Nossa Senhora dos Mártires

presumably the "Pepper Wreck" or São Julião da Barra 2

The wreck was found in 1993, during an archaeological survey promoted by the Museu Nacional de Arqueologia under the direction of Dr. Francisco Alves, and excavated in 1996, 1997, 1999 and 2000. This was one of several wrecks found in the area in São Julião da Barra at the mouth of the Tagus river, only a few miles off Lisbon. 

This wreck yielded a large collection of artefacts dated from the late 16th and early 17th centuries, including Chinese ceramics, an astrolabe, and a large anchor. Plenty of pepper was also found under the bottom sand, yielding the nickname “Pepper Wreck”.

* [Data records]:
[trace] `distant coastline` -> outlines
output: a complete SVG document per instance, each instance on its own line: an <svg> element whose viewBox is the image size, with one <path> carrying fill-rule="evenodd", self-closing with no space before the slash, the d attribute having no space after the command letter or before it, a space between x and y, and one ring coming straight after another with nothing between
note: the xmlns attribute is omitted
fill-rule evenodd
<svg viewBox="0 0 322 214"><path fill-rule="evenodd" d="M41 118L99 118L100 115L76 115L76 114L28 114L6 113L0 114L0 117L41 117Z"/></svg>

* [Aim of the task]: Please return, word for word, the part of the Pepper Wreck passage above that starts with "Nossa Senhora dos" and runs through "miles off Lisbon.".

* [Final result]:
Nossa Senhora dos Mártires

presumably the "Pepper Wreck" or São Julião da Barra 2

The wreck was found in 1993, during an archaeological survey promoted by the Museu Nacional de Arqueologia under the direction of Dr. Francisco Alves, and excavated in 1996, 1997, 1999 and 2000. This was one of several wrecks found in the area in São Julião da Barra at the mouth of the Tagus river, only a few miles off Lisbon.